Texto de leitura:
----------
Devemos ponderar questão importante, para ser afastado o elemento intencional do servidor que apresenta alguma doença como razão do afastamento é necessário o prévio requerimento? Ou basta a presença da doença no servidor para descaracterizar o abandono de cargo.
A resposta é NÃO! Não é imprescindível o requerimento de licença saúde pelo servidor previamente!
O servidor que se afasta do trabalho por mais de 30 dias em razão de doença e não fez o pedido de licença para tratamento de saúde dele próprio e de familiar não pode responder por abandono de cargo.
O entendimento para afastar o abandono é de que a doença pode ter dificultado o comparecimento no trabalho para solicitar a licença devida para regularizar a ausência do servidor.
Assim, em caso de doença acometida pelo servidor e de familiar dele, deve ser excluída a infração de abandono, podendo inclusive ser inocentado de PAD em curso (absolvição) que ele estiver respondendo pelo período de afastamento.
A doença deve ser correspondente ao período do afastamento, para embasar as faltas no serviço público, afastando assim a configuração a infração administrativa de abandono de cargo.
Todavia, a doença em momento posterior/anterior não poderia ser usada para afastar a punição de servidor que deliberadamente se afastou por 30 dias do trabalho.
6 – Saúde mental do servidor e defesa em pad por abondono de cargo
Ora, se o servidor nunca teve a intenção de abandonar o cargo público, tampouco faltou de modo espontâneo, ausentando-se do serviço público em decorrência de seu estado de saúde, deve ser afastado o desejo de abandonar a função, elemento essencial para caracterizar o abandono funcional e a pena administrativa por isso.
Logo, se não existe o elemento subjetivo (ânimo de abandonar), ocorrendo apenas o elemento objetivo (quantidade de faltas) não há infração chamada de abandono de cargo.
Só a presença do elemento objetivo (faltas) não basta para configurar o abandono.
Cabe destacar que se o servidor tem problemas de saúde, mesmo de ordem psicológica, como o caso do portador de depressão e ansiedade, deve ser afastada a intenção da conduta, pois doenças mentais também são impedimentos ao exercício da função pública e por isso não provam o abandono.
No ensejo, devido às crises de depressão, que afetavam o psicológico/emocional do servidor, sua ausência passou a ser justificada, como no caso de qualquer outra enfermidade do servidor.
----------
Registros fornecidos:
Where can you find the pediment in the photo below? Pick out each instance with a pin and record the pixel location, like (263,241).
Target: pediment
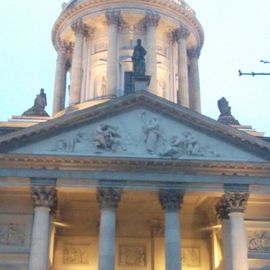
(137,130)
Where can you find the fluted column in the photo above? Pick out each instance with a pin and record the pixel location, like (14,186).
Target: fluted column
(113,21)
(44,200)
(151,23)
(181,35)
(194,80)
(236,204)
(60,77)
(108,199)
(80,30)
(223,215)
(171,201)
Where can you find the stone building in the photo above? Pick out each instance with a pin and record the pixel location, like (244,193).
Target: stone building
(138,181)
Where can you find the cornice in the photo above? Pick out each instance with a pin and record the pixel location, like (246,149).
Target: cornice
(132,165)
(179,10)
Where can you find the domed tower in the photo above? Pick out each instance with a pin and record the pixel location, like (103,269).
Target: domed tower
(95,41)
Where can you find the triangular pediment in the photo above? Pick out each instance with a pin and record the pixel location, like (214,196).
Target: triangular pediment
(137,126)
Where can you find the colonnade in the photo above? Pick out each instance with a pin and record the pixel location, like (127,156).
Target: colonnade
(230,208)
(187,73)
----------
Tarefas a realizar:
1 – Reproduza fielmente o trecho do texto sobre abandono de cargo que vai de "Todavia, a doença" até "configurar o abandono.".
2 – Responda com base no texto sobre abandono de cargo:
(a) No caso descrito, o servidor se afasta do trabalho em razão de doença por mais de quantos dias?
(b) Quais doenças de ordem psicológica são citadas como exemplo?
(c) Qual é o elemento objetivo do abandono de cargo mencionado?
3 – Dê continuidade ao texto sobre abandono de cargo por doença a partir do ponto em que ele termina.
Os registros não são necessários para este exercício.

Respostas do exercício:
1 –
Todavia, a doença em momento posterior/anterior não poderia ser usada para afastar a punição de servidor que deliberadamente se afastou por 30 dias do trabalho.
6 – Saúde mental do servidor e defesa em pad por abondono de cargo
Ora, se o servidor nunca teve a intenção de abandonar o cargo público, tampouco faltou de modo espontâneo, ausentando-se do serviço público em decorrência de seu estado de saúde, deve ser afastado o desejo de abandonar a função, elemento essencial para caracterizar o abandono funcional e a pena administrativa por isso.
Logo, se não existe o elemento subjetivo (ânimo de abandonar), ocorrendo apenas o elemento objetivo (quantidade de faltas) não há infração chamada de abandono de cargo.
Só a presença do elemento objetivo (faltas) não basta para configurar o abandono.

2 –
(a) Por mais de 30 dias.
(b) Depressão e ansiedade.
(c) A quantidade de faltas.

3 –
Sob esse espeque, para haver o abandono devem ocorrer simultaneamente dois requisitos: o elemento objetivo (30 faltas) e o subjetivo (ânimo/desejo de faltar), na ausência do elemento subjetivo resta descaracterizando o abandono, como no caso de depressão, que não há o ânimo de abandonar em decorrência do estado emocional/mental da pessoa.
7 – Decisões Judiciais sobre a defesa de PAD por abandono de cargo
Nesse sentindo, a jurisprudência nacional corrobora:
PROCESSO ADMINISTRATIVO POR ABANDONO DE CARGO. REINTEGRAÇÃO. Esta corte possui orientação de que não bastam as faltas no serviço para caracterizar a desídia do servidor, sendo necessário que não haja qualquer justificativa para a ausência ao trabalho, caso contrário, demonstrada causa justificável para a falta ao serviço, resta descaracterizado o elemento subjetivo (ânimo) da inassiduidade habitual. (Relator Ministro Benedito Gonçalves, Sergio Kukina. Primeira Turma. Agravo em RE no AREsp 193550SP 201128225-6 – STJ. Publicação 22/02/2017)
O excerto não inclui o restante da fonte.